- _WHAT YOU NEED TO DO_:
Will you transcribe the entries that follow, exactly and in full?

- _EXERCISE INPUTS_:
* begin *

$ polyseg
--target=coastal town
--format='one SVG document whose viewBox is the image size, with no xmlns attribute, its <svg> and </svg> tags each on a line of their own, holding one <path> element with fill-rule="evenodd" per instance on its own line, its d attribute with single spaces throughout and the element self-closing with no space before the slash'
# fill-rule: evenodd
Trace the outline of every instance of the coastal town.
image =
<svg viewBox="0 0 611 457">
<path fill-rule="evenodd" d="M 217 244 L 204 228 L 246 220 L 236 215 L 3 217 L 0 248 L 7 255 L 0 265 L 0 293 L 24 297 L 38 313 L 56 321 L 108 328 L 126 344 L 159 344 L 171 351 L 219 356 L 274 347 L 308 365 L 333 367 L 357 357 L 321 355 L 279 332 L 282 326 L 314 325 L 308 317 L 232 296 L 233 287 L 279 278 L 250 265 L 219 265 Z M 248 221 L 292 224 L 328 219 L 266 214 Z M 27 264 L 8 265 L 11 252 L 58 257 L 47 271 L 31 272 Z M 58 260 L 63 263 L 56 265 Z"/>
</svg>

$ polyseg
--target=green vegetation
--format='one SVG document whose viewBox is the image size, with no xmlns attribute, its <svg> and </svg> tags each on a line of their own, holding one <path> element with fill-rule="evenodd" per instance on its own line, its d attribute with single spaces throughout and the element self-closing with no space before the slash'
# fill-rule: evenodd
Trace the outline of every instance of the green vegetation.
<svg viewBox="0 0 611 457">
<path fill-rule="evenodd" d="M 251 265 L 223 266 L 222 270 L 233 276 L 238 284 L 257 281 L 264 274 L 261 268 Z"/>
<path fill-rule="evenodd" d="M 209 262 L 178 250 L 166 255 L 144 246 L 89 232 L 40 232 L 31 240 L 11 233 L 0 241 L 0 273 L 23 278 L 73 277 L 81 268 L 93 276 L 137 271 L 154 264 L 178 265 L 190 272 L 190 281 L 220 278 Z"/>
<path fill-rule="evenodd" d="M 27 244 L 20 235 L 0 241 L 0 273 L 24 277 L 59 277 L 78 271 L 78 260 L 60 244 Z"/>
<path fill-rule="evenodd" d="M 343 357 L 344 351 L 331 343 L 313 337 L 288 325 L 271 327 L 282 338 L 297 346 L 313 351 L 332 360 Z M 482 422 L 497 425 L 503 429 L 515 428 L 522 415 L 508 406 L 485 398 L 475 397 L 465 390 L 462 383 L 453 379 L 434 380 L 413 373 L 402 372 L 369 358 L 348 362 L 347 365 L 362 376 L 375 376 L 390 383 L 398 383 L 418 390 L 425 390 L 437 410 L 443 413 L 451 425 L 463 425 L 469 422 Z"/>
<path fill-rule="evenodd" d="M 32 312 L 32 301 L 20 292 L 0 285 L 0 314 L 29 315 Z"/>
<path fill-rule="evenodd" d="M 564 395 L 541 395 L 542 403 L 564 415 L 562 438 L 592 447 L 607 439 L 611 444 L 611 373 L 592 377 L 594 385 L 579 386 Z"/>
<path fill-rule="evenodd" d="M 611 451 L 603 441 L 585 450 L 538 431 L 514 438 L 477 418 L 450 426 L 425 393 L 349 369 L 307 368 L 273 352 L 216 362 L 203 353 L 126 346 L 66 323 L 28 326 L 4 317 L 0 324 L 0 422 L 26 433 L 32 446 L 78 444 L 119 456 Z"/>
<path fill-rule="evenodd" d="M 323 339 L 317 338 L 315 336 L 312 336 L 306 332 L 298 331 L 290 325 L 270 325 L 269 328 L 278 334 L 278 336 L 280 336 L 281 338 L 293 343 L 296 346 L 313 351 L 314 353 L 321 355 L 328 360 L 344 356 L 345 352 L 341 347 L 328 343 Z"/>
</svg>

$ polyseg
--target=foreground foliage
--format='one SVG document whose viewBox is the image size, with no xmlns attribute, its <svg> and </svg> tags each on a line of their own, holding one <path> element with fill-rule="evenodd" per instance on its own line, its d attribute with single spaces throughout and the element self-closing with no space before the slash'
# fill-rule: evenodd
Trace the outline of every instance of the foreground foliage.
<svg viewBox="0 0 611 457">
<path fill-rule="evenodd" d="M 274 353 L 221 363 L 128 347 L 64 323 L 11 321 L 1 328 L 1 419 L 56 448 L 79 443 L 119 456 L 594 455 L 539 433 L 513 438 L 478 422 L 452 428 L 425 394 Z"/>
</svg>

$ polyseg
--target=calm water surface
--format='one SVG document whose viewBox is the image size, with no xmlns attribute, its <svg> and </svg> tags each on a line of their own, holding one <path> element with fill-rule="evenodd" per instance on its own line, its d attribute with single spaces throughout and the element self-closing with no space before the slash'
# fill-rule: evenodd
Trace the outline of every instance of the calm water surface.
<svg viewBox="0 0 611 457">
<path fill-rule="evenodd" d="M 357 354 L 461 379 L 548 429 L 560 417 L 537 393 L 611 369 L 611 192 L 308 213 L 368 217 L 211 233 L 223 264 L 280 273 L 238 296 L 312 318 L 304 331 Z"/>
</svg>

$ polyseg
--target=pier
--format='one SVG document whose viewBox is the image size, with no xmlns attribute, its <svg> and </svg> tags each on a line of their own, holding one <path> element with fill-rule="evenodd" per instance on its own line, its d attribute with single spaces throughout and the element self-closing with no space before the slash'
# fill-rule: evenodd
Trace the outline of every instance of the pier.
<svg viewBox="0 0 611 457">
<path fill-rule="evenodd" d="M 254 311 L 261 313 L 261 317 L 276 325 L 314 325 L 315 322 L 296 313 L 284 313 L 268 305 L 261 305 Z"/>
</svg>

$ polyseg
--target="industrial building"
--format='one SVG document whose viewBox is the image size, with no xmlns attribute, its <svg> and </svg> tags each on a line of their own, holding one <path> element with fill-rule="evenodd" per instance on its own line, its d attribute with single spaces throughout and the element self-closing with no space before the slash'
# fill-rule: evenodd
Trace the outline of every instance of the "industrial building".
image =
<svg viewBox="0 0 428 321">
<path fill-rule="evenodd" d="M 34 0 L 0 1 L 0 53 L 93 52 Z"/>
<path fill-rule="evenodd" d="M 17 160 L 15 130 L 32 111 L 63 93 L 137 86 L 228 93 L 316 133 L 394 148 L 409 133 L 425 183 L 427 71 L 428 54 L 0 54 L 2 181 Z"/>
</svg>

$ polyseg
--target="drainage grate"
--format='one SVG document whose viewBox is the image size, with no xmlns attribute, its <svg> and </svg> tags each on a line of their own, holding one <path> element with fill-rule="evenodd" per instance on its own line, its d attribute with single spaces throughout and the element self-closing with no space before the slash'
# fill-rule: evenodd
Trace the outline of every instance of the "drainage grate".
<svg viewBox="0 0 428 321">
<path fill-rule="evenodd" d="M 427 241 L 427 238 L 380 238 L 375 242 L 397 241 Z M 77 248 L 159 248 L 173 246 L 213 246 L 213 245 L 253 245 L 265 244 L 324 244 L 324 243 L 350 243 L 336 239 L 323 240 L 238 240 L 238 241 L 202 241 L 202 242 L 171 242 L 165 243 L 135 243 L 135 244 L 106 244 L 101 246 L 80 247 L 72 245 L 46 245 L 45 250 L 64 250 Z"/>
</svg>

* end *

- _ANSWER TO THIS TASK_:
$ polyseg
--target=coastal town
--format='one SVG document whose viewBox is the image size, with no xmlns attribute, its <svg> and </svg> tags each on a line of their own, holding one <path> element with fill-rule="evenodd" per instance on its own line, its d attribute with single spaces throughout and the element self-closing with no space before the slash'
# fill-rule: evenodd
Trace the outline of every instance of the coastal town.
image =
<svg viewBox="0 0 611 457">
<path fill-rule="evenodd" d="M 217 244 L 204 228 L 246 220 L 236 215 L 3 217 L 0 248 L 7 255 L 0 265 L 0 293 L 24 297 L 38 313 L 56 321 L 108 328 L 126 344 L 159 344 L 171 351 L 219 356 L 274 347 L 308 365 L 333 367 L 357 357 L 321 355 L 279 332 L 282 326 L 314 325 L 308 317 L 232 296 L 233 287 L 279 278 L 250 265 L 219 265 Z M 248 221 L 292 224 L 328 219 L 266 214 Z M 27 264 L 8 265 L 11 252 L 58 257 L 47 271 L 31 272 Z M 58 260 L 63 263 L 56 265 Z"/>
</svg>

$ polyseg
--target=green vegetation
--format='one SVG document whose viewBox is the image size, with no xmlns attribute, its <svg> and </svg> tags each on a line of their own, holding one <path> element with fill-rule="evenodd" per instance on its own line, its d attribute with single spaces throughout and the element self-closing with no space before the slash'
# fill-rule: evenodd
Trace the outline of every instance of the green vegetation.
<svg viewBox="0 0 611 457">
<path fill-rule="evenodd" d="M 251 265 L 223 266 L 222 270 L 233 276 L 238 284 L 257 281 L 264 274 L 261 268 Z"/>
<path fill-rule="evenodd" d="M 209 262 L 178 250 L 166 255 L 144 246 L 89 232 L 40 232 L 31 240 L 11 233 L 0 241 L 0 273 L 23 278 L 73 277 L 81 268 L 93 276 L 137 271 L 154 264 L 178 265 L 190 272 L 190 281 L 220 278 Z"/>
<path fill-rule="evenodd" d="M 27 244 L 20 235 L 0 241 L 0 273 L 24 277 L 59 277 L 78 271 L 78 260 L 60 244 Z"/>
<path fill-rule="evenodd" d="M 343 357 L 344 351 L 331 343 L 313 337 L 288 325 L 271 327 L 282 338 L 297 346 L 313 351 L 332 360 Z M 482 422 L 497 425 L 503 429 L 515 428 L 522 415 L 508 406 L 485 398 L 475 397 L 465 390 L 462 383 L 453 379 L 434 380 L 413 373 L 402 372 L 369 358 L 348 362 L 347 365 L 362 376 L 375 376 L 390 383 L 398 383 L 418 390 L 425 390 L 437 410 L 443 413 L 451 425 L 463 425 L 469 422 Z"/>
<path fill-rule="evenodd" d="M 32 312 L 32 301 L 20 292 L 0 285 L 0 314 L 29 315 Z"/>
<path fill-rule="evenodd" d="M 564 395 L 541 395 L 542 403 L 564 415 L 562 438 L 592 447 L 607 439 L 611 444 L 611 373 L 592 377 L 594 385 L 579 386 Z"/>
<path fill-rule="evenodd" d="M 611 451 L 603 441 L 585 450 L 538 431 L 514 438 L 477 418 L 450 426 L 425 393 L 349 369 L 307 368 L 273 352 L 216 362 L 203 353 L 126 346 L 66 323 L 28 326 L 4 317 L 0 324 L 0 422 L 26 433 L 32 446 L 78 444 L 119 456 Z"/>
<path fill-rule="evenodd" d="M 323 339 L 317 338 L 315 336 L 312 336 L 306 332 L 298 331 L 290 325 L 270 325 L 269 328 L 278 334 L 278 336 L 280 336 L 281 338 L 293 343 L 296 346 L 313 351 L 314 353 L 321 355 L 328 360 L 344 356 L 345 352 L 341 347 L 328 343 Z"/>
</svg>

$ polyseg
--target=foreground foliage
--format='one SVG document whose viewBox is the image size, with no xmlns attribute, its <svg> and </svg> tags each on a line of their own, holding one <path> element with fill-rule="evenodd" per instance on its own line, its d attribute with single spaces throughout and the element self-closing with no space before the slash'
# fill-rule: evenodd
Trace the outline of every instance of the foreground foliage.
<svg viewBox="0 0 611 457">
<path fill-rule="evenodd" d="M 274 353 L 221 363 L 128 347 L 64 323 L 11 321 L 1 328 L 1 419 L 56 448 L 79 443 L 119 456 L 594 455 L 539 433 L 513 438 L 478 422 L 452 428 L 425 394 Z"/>
</svg>

$ polyseg
--target=calm water surface
--format='one SVG document whose viewBox is the image size, with no xmlns attribute, its <svg> and </svg> tags each on a line of their own, holding one <path> element with fill-rule="evenodd" per instance on its own line, its d attribute with single spaces throughout and the element self-closing with no space before the slash'
# fill-rule: evenodd
Trace the outline of every instance of the calm water surface.
<svg viewBox="0 0 611 457">
<path fill-rule="evenodd" d="M 357 354 L 461 379 L 548 429 L 560 417 L 537 393 L 611 369 L 611 192 L 308 213 L 368 217 L 211 233 L 223 264 L 280 273 L 238 296 L 312 318 L 304 331 Z"/>
</svg>

$ polyseg
--target=pier
--format='one SVG document whose viewBox is the image size, with no xmlns attribute, its <svg> and </svg> tags each on a line of their own, holding one <path> element with fill-rule="evenodd" per instance on its own line, its d attribute with single spaces throughout and the element self-closing with no space before the slash'
# fill-rule: evenodd
Trace the outline of every instance of the pier.
<svg viewBox="0 0 611 457">
<path fill-rule="evenodd" d="M 254 311 L 261 313 L 261 317 L 276 325 L 314 325 L 315 322 L 296 313 L 284 313 L 268 305 L 261 305 Z"/>
</svg>

$ polyseg
--target="industrial building"
--format='one SVG document whose viewBox is the image size, with no xmlns attribute, its <svg> and </svg> tags each on a line of their own, holding one <path> element with fill-rule="evenodd" per instance on its own line, its d attribute with single spaces throughout and the element self-closing with no space before the slash'
# fill-rule: evenodd
Trace the outline of every instance of the "industrial building".
image =
<svg viewBox="0 0 428 321">
<path fill-rule="evenodd" d="M 34 0 L 0 1 L 0 53 L 93 52 Z"/>
<path fill-rule="evenodd" d="M 17 160 L 15 130 L 32 111 L 63 93 L 137 86 L 228 93 L 316 133 L 394 148 L 409 133 L 425 183 L 427 71 L 428 54 L 0 54 L 2 181 Z"/>
</svg>

$ polyseg
--target="drainage grate"
--format='one SVG document whose viewBox is the image size, with no xmlns attribute, its <svg> and </svg> tags each on a line of their own, holding one <path> element with fill-rule="evenodd" per instance on its own line, its d attribute with single spaces throughout and the element self-closing with no space before the slash'
# fill-rule: evenodd
Trace the outline of every instance of the "drainage grate".
<svg viewBox="0 0 428 321">
<path fill-rule="evenodd" d="M 427 241 L 427 238 L 380 238 L 375 242 L 397 241 Z M 77 248 L 159 248 L 173 246 L 213 246 L 213 245 L 253 245 L 265 244 L 324 244 L 324 243 L 350 243 L 336 239 L 323 240 L 238 240 L 238 241 L 202 241 L 202 242 L 171 242 L 165 243 L 135 243 L 135 244 L 106 244 L 101 246 L 80 247 L 72 245 L 46 245 L 45 250 L 64 250 Z"/>
</svg>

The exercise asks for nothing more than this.